» **Required tasks**:
(a) According to the text on cryptography choices in software projects, which two platforms have perfectly acceptable implementations of SSL?
(b) The text on cryptography choices in software projects names good practices that are totally separate from cryptography. List all of them.
--- Text passage Enclosed Below ---
Not the best answer, but I'd say developers need to learn enough to make good decisions with respect to the risk to their project.
I have seen that any project needs someone who knows enough about the entire system to be able to:
- Diagnose and fix cases where parts won't connect - increases with the number of diverse systems you try to connect together.
- Can test to make sure that cryptography is being implemented as expected.
- Can make the judgement calls on "how good" the crypto functions need to be and where they should be placed.
It's a good practice to have 1 guy who really, really knows this stuff, who can set up a pattern for everyone else. In most web development projects I've worked on, we've had a pattern for how to initiate secure sessions and what cases require the pattern, and a second set of patterns relating to secure authentication. This gets written as a reusable tool set, so it can be used by everyone else, who works at the most abstract level.
How the technology base is chosen is as much a senior level architectural decision as anything else and it's an area where if you have a big risk, you need to hire people with the expertise to know what to vet. One of the common problems I see is that the average software engineer will focus on a particular type of concern (often the strength of the algorithm) and miss the larger picture that the system is only as secure as the weakest link, so good practices that are totally separate from cryptography (memory handling, input verification, appropriate measures for credential distribution) - are as important (if not more so) as the strength of the crypto apparatus.
In a low-cost, low-risk environment, I favor the idea of slavish devotion to doing security exactly the way the platform provider says. It reduces the complexity of integration and it usually isn't insane... so long as you follow the guidance exactly. So it's taking the "never roll your own" maxim to the nth degree.
As risk and security requirements increase, the need to have someone who can evaluate tradeoffs and try other options increase. In just about every platform I've encountered, there's some severe limitations to what the default crypto libraries can do. Breaking out of the standard guidance can vary from being pretty simple and low-risk to being impossible, highly risky to security, or simply expensive to integrate. The problems in this area can make or break a product in two main ways - either integraing an uncommon scenario can drive product costs into the stratosphere, or you can introduce a security risk you didn't see coming that hits the product way down the line and can cause business catastrophe post release... Both situtations can be mitigated by hiring people with security control integration experience, but those folks cost money, so the costs will go up as you mitigate the risks.
Having worked in a high-end security development shop, I can say that the best practices I've seen have been to have a lot of mentoring in this area where developers that have made previous products mentor newer engineers through vetting the architectural choices and figuring out the level of abstraction required in each case.
There's no right answer on some of the questions above... for example:
Should they build upon the cryptography libraries present in the programming language?
Sometimes. .NET and Java both have perfectly acceptable implementations of SSL, for example, but they get both get difficult if you change authentication mechanisms, or try to integrate with specialized devices with very limited options for algorithm choices. In many cases, the default implementation of standard crypto protocols limits your ability to make configuration choices or to bundle more complex add-ons without cracking the cover.
Should they use third party cryptography libraries?
Sometimes - I do this most especially when I need a more complicated option than the programming language provides natively. The challenge here is that in many high end environments, some third party libraries are not sufficiently vetted for customer approval, or you may be at the mercy of an evolving product that is unstable for what you need. That said, over time, developers experienced in this area build up a collection of favorite APIs in a given framework.
Or should they take things on step further and use a library that takes care of everything, such as uLogin for PHP for example.
--- End of Enclosed Text passage ---
--- Information supplied Enclosed Below ---
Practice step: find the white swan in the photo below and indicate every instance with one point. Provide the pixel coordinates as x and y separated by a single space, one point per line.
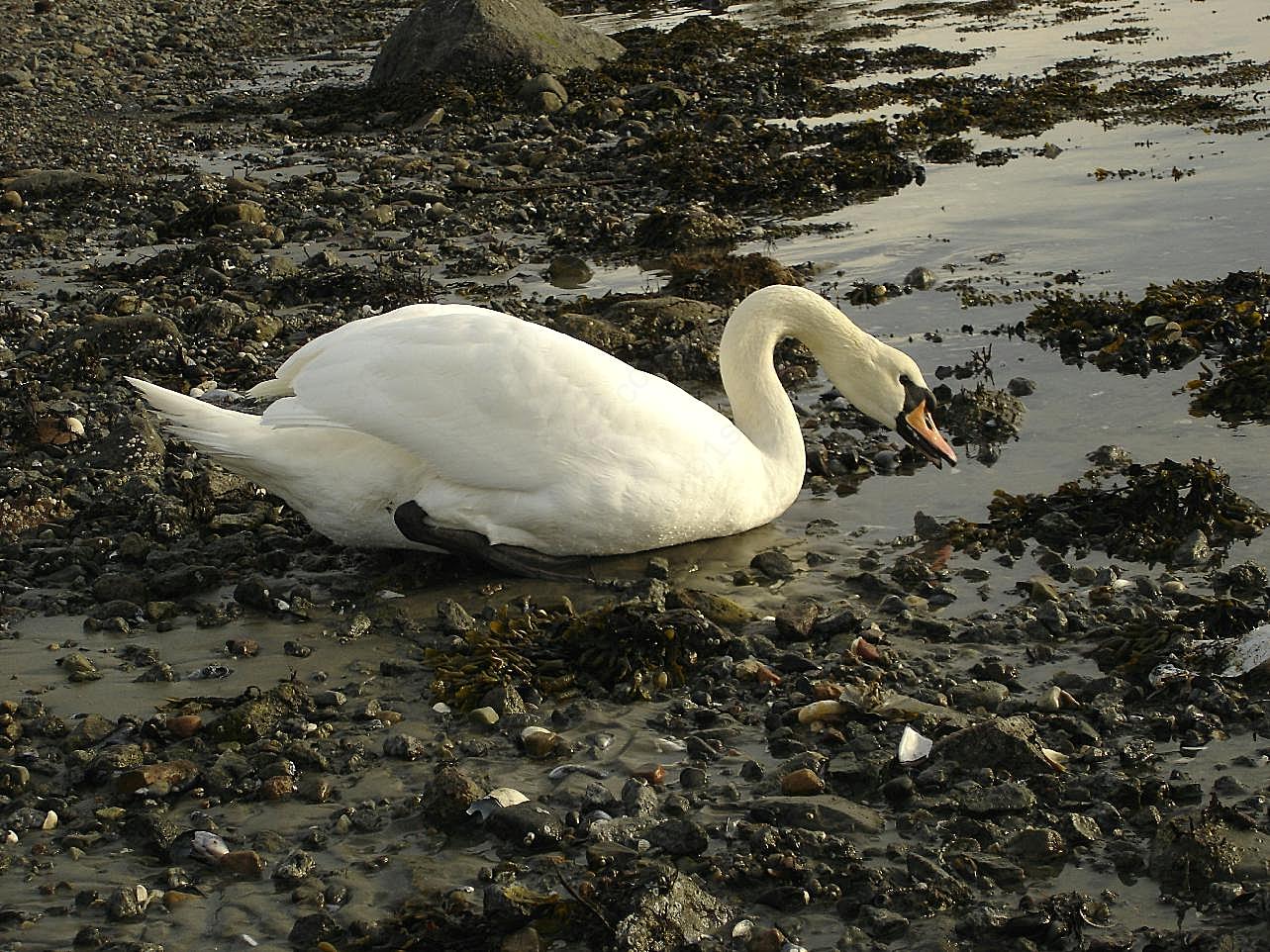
454 427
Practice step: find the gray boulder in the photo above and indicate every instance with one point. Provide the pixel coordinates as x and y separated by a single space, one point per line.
456 36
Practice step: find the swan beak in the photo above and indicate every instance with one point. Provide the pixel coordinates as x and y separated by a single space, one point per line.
919 428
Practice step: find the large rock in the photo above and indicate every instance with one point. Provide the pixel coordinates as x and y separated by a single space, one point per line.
456 36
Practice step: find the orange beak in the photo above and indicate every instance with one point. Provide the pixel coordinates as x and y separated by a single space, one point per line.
921 431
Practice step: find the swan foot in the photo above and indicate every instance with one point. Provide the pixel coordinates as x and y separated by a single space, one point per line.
417 525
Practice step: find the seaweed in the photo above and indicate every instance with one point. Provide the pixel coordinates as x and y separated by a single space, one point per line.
--- End of Enclosed Information supplied ---
» **Responses for each task**:
(a) .NET and Java.

(b)
- Memory handling
- Input verification
- Appropriate measures for credential distribution